→ Short exercise
Swap "eyebrow" for "brow" in the data from the line containing "Could you point at the woman's eyebrow" through the line containing "<point>445,77</point>". Reproduce only those lines, with everything else left unchanged.

(Stored entries)
* * *

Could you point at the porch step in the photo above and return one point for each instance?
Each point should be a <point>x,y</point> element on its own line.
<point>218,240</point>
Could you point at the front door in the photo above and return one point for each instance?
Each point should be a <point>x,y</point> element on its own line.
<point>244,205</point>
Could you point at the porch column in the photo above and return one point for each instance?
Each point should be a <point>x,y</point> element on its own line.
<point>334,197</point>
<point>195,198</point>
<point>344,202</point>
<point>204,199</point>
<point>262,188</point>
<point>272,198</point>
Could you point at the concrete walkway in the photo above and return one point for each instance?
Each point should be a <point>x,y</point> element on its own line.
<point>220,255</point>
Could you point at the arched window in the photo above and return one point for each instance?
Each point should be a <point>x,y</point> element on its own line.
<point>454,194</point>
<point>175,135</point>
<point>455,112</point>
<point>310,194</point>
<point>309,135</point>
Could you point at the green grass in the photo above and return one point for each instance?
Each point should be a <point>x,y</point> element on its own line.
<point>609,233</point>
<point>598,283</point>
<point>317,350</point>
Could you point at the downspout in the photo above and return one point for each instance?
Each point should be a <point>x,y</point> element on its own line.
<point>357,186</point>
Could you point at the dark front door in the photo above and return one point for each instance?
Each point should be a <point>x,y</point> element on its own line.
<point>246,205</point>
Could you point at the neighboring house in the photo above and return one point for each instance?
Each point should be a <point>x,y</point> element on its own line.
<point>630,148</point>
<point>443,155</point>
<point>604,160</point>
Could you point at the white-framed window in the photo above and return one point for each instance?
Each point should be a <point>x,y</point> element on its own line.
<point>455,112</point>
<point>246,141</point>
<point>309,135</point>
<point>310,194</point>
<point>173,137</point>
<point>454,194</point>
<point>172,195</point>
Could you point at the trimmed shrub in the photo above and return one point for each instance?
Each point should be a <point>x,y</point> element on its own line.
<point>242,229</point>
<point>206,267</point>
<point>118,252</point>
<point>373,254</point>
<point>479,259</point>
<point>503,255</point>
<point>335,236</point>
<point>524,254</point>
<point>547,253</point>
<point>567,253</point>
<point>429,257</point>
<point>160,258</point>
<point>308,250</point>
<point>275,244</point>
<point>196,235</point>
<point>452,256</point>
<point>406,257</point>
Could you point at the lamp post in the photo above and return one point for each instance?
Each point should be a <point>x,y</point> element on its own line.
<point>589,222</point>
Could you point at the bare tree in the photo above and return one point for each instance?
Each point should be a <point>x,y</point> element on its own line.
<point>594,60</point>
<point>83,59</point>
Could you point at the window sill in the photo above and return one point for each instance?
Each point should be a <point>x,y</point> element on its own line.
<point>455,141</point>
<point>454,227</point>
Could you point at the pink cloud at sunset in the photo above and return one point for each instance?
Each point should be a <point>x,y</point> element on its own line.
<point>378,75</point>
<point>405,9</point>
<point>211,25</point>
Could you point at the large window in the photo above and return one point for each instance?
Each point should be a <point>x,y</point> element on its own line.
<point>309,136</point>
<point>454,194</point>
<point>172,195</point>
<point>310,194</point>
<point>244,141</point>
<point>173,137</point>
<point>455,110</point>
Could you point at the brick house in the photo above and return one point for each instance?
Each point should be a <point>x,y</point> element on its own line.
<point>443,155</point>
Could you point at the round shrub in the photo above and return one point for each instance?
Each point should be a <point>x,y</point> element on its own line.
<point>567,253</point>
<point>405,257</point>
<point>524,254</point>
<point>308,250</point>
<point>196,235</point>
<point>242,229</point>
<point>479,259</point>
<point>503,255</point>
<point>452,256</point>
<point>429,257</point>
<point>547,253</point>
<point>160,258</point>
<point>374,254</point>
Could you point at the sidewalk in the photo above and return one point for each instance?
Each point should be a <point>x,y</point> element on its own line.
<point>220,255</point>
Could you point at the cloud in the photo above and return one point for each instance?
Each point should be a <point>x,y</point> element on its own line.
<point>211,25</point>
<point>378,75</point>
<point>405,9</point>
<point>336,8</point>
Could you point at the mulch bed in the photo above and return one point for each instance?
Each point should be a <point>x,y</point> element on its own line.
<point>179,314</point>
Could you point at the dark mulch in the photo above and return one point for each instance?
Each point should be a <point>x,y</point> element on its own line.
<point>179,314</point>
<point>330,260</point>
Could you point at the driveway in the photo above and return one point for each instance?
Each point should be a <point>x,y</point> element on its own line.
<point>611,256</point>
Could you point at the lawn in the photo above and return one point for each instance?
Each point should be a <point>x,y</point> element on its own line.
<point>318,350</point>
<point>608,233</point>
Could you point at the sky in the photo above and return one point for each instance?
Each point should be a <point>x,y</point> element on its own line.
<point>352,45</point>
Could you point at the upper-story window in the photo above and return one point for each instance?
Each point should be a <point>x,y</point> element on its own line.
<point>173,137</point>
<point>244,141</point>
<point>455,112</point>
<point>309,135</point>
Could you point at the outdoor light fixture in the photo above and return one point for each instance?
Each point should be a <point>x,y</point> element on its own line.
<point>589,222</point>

* * *

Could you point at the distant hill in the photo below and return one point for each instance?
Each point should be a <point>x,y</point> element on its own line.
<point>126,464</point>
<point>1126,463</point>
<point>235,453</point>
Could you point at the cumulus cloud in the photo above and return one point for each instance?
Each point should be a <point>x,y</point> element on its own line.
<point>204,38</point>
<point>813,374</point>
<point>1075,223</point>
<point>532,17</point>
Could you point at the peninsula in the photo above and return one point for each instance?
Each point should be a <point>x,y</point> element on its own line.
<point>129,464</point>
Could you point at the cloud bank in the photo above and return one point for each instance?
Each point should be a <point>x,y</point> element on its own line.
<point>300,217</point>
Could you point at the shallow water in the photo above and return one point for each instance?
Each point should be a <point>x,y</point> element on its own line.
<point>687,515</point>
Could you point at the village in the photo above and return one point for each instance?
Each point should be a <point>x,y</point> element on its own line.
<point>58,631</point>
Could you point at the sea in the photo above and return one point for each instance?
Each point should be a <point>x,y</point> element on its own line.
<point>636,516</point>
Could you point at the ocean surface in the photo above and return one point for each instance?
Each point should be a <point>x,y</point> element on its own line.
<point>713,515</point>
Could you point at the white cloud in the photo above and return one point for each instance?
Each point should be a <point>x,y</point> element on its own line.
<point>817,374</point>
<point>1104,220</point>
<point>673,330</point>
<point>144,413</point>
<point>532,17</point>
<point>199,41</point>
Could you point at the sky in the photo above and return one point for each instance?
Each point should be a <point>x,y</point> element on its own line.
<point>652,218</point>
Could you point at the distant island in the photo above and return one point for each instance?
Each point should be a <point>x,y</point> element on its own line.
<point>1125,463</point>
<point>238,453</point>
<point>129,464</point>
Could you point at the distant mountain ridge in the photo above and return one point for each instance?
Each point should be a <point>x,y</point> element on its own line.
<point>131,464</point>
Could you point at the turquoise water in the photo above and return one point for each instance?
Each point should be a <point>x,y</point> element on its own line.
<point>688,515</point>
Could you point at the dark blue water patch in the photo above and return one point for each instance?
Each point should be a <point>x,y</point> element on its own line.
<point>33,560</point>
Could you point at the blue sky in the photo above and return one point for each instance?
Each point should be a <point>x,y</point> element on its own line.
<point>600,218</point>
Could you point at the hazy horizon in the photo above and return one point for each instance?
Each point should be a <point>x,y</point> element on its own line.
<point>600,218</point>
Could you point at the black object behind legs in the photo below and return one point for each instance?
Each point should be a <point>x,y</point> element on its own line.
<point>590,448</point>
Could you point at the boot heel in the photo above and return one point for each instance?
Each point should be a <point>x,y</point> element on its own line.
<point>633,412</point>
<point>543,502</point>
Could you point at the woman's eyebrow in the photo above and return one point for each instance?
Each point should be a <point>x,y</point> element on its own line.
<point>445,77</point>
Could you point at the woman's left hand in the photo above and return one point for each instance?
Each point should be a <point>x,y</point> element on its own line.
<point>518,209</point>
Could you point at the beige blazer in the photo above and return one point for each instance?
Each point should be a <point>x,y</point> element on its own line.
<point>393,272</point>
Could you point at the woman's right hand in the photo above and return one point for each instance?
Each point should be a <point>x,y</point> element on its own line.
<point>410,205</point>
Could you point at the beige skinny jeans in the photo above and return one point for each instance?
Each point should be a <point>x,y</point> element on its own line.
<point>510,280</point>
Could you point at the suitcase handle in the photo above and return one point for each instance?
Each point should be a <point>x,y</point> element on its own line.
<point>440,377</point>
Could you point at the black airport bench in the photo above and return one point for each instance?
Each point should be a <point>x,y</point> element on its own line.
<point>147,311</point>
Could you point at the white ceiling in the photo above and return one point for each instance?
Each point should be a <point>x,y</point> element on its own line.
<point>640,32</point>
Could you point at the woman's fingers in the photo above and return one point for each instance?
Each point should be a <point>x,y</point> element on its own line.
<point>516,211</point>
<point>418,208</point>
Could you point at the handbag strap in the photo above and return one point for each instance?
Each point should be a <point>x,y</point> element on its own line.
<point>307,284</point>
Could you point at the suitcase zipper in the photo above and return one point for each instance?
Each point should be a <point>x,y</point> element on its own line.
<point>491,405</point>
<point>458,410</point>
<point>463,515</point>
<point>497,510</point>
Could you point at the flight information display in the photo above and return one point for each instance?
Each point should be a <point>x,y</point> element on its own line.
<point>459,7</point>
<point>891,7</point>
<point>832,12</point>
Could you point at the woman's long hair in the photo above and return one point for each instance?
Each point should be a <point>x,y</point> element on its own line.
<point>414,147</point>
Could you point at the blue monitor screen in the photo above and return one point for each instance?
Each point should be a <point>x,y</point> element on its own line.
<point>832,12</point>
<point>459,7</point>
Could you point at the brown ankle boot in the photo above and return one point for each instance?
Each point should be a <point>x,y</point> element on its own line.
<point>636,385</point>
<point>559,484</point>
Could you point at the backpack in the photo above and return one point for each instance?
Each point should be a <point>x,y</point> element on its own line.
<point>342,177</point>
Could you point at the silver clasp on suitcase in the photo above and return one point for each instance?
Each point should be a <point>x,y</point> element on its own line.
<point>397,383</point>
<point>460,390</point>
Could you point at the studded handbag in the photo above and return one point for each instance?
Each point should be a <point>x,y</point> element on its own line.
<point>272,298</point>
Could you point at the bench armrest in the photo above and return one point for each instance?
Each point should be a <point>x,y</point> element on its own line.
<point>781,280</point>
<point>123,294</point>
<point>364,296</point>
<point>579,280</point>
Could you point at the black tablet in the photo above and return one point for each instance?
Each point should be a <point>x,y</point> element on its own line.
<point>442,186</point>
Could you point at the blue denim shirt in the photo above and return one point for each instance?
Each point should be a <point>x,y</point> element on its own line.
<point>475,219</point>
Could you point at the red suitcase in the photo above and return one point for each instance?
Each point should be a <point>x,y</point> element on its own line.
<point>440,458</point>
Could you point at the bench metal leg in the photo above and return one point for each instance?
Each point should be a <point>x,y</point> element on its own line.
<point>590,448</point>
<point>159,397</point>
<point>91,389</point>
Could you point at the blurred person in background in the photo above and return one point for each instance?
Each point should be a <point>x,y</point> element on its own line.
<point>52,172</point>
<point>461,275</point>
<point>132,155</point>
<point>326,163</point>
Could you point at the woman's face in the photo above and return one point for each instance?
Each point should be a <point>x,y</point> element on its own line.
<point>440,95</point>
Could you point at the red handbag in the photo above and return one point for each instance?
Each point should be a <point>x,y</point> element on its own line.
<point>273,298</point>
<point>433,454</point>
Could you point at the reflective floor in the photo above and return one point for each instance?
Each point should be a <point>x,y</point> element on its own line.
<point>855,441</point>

* * *

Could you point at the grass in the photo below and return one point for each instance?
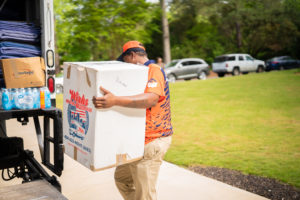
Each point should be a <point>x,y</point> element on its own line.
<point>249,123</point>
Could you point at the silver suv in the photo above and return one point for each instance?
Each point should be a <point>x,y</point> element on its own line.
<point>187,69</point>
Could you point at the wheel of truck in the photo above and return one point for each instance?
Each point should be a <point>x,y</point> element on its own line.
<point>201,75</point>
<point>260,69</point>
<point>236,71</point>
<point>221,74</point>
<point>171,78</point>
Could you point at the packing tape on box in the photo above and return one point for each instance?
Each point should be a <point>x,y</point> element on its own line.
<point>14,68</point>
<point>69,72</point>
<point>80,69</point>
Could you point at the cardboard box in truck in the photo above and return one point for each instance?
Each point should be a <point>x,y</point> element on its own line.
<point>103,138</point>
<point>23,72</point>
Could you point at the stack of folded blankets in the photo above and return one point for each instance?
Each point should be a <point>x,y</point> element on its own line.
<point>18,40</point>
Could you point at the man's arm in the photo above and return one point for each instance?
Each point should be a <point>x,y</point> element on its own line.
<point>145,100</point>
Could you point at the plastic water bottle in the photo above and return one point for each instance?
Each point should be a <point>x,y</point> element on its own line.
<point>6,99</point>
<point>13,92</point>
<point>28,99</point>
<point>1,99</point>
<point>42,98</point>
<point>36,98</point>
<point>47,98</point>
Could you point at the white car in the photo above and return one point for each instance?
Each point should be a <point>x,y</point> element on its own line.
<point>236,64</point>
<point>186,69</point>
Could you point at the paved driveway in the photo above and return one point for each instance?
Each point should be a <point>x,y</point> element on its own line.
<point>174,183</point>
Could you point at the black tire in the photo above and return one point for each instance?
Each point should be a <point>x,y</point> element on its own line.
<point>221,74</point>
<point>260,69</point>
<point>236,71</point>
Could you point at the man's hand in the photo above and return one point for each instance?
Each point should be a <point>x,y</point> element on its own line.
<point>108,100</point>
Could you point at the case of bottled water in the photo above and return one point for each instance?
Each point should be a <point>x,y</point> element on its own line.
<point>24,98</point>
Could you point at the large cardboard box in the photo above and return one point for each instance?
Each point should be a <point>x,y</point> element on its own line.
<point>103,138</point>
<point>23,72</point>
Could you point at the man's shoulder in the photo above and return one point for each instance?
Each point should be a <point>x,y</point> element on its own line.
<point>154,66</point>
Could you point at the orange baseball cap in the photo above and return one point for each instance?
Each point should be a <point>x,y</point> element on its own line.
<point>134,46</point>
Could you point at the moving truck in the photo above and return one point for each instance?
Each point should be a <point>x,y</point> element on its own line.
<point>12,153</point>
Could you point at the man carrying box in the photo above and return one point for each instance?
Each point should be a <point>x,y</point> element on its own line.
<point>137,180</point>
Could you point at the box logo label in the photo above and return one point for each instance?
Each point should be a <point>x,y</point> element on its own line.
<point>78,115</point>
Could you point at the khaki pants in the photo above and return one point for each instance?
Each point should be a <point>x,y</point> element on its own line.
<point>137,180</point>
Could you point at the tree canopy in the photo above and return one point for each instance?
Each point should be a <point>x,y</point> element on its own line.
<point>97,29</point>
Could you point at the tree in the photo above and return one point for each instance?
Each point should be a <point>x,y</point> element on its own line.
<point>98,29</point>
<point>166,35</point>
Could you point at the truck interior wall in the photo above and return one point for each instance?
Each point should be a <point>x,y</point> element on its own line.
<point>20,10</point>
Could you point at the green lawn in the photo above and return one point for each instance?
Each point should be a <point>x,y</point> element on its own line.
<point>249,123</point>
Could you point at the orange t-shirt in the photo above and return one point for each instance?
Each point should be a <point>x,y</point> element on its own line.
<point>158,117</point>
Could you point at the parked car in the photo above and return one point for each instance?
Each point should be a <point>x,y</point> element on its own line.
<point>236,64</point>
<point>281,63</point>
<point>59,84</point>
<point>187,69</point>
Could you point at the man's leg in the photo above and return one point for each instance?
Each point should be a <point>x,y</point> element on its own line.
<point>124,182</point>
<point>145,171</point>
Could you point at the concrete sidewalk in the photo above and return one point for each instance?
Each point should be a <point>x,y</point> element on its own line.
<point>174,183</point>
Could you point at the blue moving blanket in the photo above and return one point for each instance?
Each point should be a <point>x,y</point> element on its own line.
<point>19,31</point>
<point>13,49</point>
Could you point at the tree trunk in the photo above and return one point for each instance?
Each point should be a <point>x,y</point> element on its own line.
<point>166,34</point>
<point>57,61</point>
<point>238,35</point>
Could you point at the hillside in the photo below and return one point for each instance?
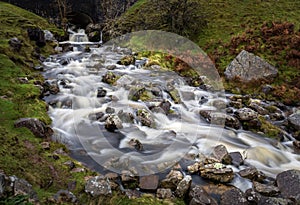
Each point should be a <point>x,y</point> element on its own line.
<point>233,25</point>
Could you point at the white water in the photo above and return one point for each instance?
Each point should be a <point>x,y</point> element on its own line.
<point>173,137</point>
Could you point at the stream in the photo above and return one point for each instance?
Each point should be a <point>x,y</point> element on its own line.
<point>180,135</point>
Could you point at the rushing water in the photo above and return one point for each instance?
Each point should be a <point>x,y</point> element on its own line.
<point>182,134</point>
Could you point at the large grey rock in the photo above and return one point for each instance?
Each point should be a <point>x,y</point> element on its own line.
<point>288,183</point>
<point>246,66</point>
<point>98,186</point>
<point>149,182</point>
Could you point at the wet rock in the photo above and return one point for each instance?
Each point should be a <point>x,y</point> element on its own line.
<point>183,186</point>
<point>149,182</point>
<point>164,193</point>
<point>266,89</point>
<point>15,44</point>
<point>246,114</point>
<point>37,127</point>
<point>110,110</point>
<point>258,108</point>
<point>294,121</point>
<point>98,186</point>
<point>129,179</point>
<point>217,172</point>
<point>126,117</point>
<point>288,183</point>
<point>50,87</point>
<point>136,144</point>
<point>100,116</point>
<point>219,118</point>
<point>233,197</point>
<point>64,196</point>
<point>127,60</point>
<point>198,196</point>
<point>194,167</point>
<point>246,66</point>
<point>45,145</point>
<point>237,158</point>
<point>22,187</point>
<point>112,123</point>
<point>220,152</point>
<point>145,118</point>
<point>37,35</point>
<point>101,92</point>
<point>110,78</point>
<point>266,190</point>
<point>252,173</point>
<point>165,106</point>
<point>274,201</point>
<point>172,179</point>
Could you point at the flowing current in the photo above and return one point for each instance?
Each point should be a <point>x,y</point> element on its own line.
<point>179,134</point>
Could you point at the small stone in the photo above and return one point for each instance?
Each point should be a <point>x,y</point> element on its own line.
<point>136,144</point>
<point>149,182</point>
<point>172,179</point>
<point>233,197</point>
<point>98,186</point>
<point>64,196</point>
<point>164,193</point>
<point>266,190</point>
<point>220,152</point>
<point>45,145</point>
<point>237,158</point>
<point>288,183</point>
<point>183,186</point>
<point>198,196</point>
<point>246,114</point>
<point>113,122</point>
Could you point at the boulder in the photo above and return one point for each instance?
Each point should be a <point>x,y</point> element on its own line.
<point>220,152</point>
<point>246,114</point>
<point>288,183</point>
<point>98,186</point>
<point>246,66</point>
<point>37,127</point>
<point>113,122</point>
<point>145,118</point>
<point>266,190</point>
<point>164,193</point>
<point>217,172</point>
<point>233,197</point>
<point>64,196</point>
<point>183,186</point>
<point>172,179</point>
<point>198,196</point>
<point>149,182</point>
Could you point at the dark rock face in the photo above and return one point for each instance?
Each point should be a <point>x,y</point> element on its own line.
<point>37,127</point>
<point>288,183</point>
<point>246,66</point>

* * *

→ Result
Could you point at the woman's brow in the photo above and return one point for each instance?
Each point should be a <point>x,y</point> element on its own line.
<point>445,77</point>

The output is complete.